* Task description
Rewrite all the entries below as a Markdown table with the columns Row and Line, giving each line a row number and leaving out any blank lines.

* Information given
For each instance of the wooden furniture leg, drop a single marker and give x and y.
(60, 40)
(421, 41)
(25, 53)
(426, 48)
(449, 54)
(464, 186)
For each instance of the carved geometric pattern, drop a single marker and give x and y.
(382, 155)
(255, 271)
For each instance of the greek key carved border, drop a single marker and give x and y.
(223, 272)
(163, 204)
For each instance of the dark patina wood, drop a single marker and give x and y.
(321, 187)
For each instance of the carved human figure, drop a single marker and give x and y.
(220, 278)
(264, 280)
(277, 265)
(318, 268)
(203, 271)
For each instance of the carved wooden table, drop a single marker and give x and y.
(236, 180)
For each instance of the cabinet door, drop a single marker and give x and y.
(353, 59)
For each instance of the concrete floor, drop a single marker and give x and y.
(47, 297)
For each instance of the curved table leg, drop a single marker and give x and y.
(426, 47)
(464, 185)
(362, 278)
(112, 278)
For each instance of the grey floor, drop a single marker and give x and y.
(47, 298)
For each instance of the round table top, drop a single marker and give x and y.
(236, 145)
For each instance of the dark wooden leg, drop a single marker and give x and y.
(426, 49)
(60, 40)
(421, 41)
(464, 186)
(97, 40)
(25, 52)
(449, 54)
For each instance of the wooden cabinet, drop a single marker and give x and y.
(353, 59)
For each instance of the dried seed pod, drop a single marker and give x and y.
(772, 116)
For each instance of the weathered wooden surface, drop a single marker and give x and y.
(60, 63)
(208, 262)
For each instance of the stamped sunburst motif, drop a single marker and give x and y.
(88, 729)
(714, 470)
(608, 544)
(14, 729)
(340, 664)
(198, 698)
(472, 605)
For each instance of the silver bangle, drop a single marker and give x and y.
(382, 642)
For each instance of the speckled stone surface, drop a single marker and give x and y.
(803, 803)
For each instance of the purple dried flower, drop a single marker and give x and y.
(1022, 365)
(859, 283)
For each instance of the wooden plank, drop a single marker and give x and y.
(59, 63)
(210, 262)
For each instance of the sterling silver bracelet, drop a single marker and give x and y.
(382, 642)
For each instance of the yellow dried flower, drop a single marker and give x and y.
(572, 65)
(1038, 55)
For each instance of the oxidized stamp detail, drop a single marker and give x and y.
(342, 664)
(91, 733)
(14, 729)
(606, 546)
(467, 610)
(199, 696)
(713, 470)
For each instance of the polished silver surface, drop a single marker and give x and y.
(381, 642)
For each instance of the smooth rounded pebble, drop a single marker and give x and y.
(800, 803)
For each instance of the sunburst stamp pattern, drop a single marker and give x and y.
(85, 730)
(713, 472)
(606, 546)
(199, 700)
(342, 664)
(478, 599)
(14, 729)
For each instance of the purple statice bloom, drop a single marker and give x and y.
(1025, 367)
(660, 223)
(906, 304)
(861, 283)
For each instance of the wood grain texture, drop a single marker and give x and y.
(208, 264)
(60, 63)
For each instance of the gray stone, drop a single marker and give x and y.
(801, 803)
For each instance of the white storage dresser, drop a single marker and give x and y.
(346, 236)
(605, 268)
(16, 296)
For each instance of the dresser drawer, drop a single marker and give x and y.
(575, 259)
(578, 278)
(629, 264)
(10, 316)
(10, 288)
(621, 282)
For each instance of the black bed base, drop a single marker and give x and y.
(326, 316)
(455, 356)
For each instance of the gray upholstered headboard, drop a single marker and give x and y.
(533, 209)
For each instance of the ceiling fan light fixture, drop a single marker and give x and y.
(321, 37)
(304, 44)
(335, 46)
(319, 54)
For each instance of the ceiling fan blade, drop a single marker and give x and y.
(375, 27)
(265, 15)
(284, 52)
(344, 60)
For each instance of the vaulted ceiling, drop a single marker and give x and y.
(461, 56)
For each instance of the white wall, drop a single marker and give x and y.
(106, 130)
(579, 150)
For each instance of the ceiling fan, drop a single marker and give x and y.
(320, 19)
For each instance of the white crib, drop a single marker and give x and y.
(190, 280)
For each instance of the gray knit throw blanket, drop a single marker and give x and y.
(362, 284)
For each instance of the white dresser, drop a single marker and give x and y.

* Answer to the task
| Row | Line |
|---|---|
| 1 | For each instance of the wooden furniture leg, drop a single marker and give x and y. |
| 2 | (60, 40) |
| 3 | (421, 41) |
| 4 | (25, 53) |
| 5 | (426, 48) |
| 6 | (449, 54) |
| 7 | (464, 186) |
| 8 | For each instance of the carved geometric pattern, drop a single marker and give x and y. |
| 9 | (382, 155) |
| 10 | (255, 271) |
| 11 | For each instance of the greek key carved border, drop a single marker and give x and y. |
| 12 | (223, 272) |
| 13 | (163, 204) |
| 14 | For each instance of the dark patina wood, drop a single marker and give x and y. |
| 15 | (321, 187) |
| 16 | For each instance of the carved human figure, drop a single marker and give x and y. |
| 17 | (220, 278) |
| 18 | (264, 280) |
| 19 | (277, 265) |
| 20 | (318, 268) |
| 21 | (203, 271) |
| 22 | For each instance of the carved wooden table, drop a single marker and give x and y. |
| 23 | (236, 180) |
| 24 | For each instance of the cabinet door, drop a single marker and give x and y. |
| 25 | (353, 59) |
| 26 | For each instance of the concrete floor, drop a single marker and give x and y. |
| 27 | (47, 297) |
| 28 | For each instance of the curved table leg, drop a single marker and give x and y. |
| 29 | (426, 47) |
| 30 | (464, 185) |
| 31 | (362, 278) |
| 32 | (112, 278) |
| 33 | For each instance of the grey floor, drop a single marker and give x and y. |
| 34 | (47, 298) |
| 35 | For each instance of the round table top, drop a single marker and give x and y. |
| 36 | (236, 145) |
| 37 | For each instance of the dark wooden leg, drop a single marker and give x and y. |
| 38 | (426, 49) |
| 39 | (60, 40) |
| 40 | (421, 41) |
| 41 | (464, 186) |
| 42 | (97, 40) |
| 43 | (25, 52) |
| 44 | (449, 54) |
| 45 | For each instance of the wooden cabinet, drop a single marker and give x and y. |
| 46 | (353, 59) |
| 47 | For each instance of the dried seed pod, drop a single marker and give x and y. |
| 48 | (772, 116) |
| 49 | For each instance of the weathered wooden surface, drop a single marker and give x and y. |
| 50 | (60, 63) |
| 51 | (208, 262) |
| 52 | For each instance of the stamped sunburst motif, drop a single marker and give x and y. |
| 53 | (88, 729) |
| 54 | (714, 470) |
| 55 | (608, 544) |
| 56 | (14, 729) |
| 57 | (340, 664) |
| 58 | (198, 698) |
| 59 | (472, 605) |
| 60 | For each instance of the silver bangle, drop a single marker and give x and y. |
| 61 | (382, 642) |
| 62 | For each instance of the speckled stone surface, drop a single marker and give x and y. |
| 63 | (803, 803) |
| 64 | For each instance of the purple dried flower, drop a single marker and give x and y. |
| 65 | (1022, 365) |
| 66 | (859, 283) |
| 67 | For each instance of the wooden plank, drop a single marker and give x and y. |
| 68 | (59, 63) |
| 69 | (210, 262) |
| 70 | For each instance of the sterling silver bracelet, drop a single marker and give x and y. |
| 71 | (382, 642) |
| 72 | For each instance of the yellow dried flower, drop a single marker and give x and y. |
| 73 | (572, 65) |
| 74 | (1038, 55) |
| 75 | For each instance of the oxidized stamp detail, drop a single marker and give x and y. |
| 76 | (342, 664) |
| 77 | (91, 733) |
| 78 | (14, 729) |
| 79 | (606, 546) |
| 80 | (467, 610) |
| 81 | (199, 696) |
| 82 | (713, 470) |
| 83 | For each instance of the polished silver surface, drop a single marker and give x and y. |
| 84 | (381, 642) |
| 85 | For each instance of the smooth rounded pebble, drop a single marker and give x and y. |
| 86 | (800, 803) |
| 87 | For each instance of the sunburst stamp pattern, drop a single marker and give x and y. |
| 88 | (85, 730) |
| 89 | (713, 472) |
| 90 | (606, 546) |
| 91 | (199, 700) |
| 92 | (342, 664) |
| 93 | (478, 599) |
| 94 | (14, 729) |
| 95 | For each instance of the purple statice bloom, drop a single marker and give x and y. |
| 96 | (1025, 367) |
| 97 | (660, 223) |
| 98 | (906, 304) |
| 99 | (861, 283) |
| 100 | For each instance of the wood grain texture, drop a single marker and give x and y. |
| 101 | (208, 264) |
| 102 | (60, 63) |
| 103 | For each instance of the gray stone, drop a single marker and give x and y. |
| 104 | (801, 803) |
| 105 | For each instance of the white storage dresser, drop a single marker and give x and y. |
| 106 | (346, 236) |
| 107 | (605, 268) |
| 108 | (16, 296) |
| 109 | For each instance of the dresser drawer, drop a single marker and give x and y. |
| 110 | (575, 259) |
| 111 | (578, 278) |
| 112 | (629, 264) |
| 113 | (10, 316) |
| 114 | (10, 288) |
| 115 | (621, 282) |
| 116 | For each instance of the black bed base, drop a single marker and give x and y. |
| 117 | (326, 316) |
| 118 | (455, 356) |
| 119 | For each instance of the gray upholstered headboard, drop a single marker and give x and y. |
| 120 | (533, 209) |
| 121 | For each instance of the ceiling fan light fixture, drop a single marker and give x and y. |
| 122 | (321, 37) |
| 123 | (304, 44) |
| 124 | (335, 46) |
| 125 | (319, 54) |
| 126 | For each instance of the ceiling fan blade, drop a single marker and give x and y. |
| 127 | (375, 27) |
| 128 | (265, 15) |
| 129 | (284, 52) |
| 130 | (344, 60) |
| 131 | For each instance of the vaulted ceiling, drop a single marker and give x and y. |
| 132 | (461, 56) |
| 133 | For each instance of the white wall, drop a single marker and give x and y. |
| 134 | (106, 130) |
| 135 | (579, 150) |
| 136 | For each instance of the ceiling fan, drop a single marker and give x and y. |
| 137 | (320, 19) |
| 138 | For each instance of the white crib, drop a single marker and give x and y. |
| 139 | (190, 280) |
| 140 | For each instance of the gray knit throw blanket, drop a single marker and give x and y. |
| 141 | (362, 284) |
| 142 | For each instance of the white dresser, drop a single marker and give x and y. |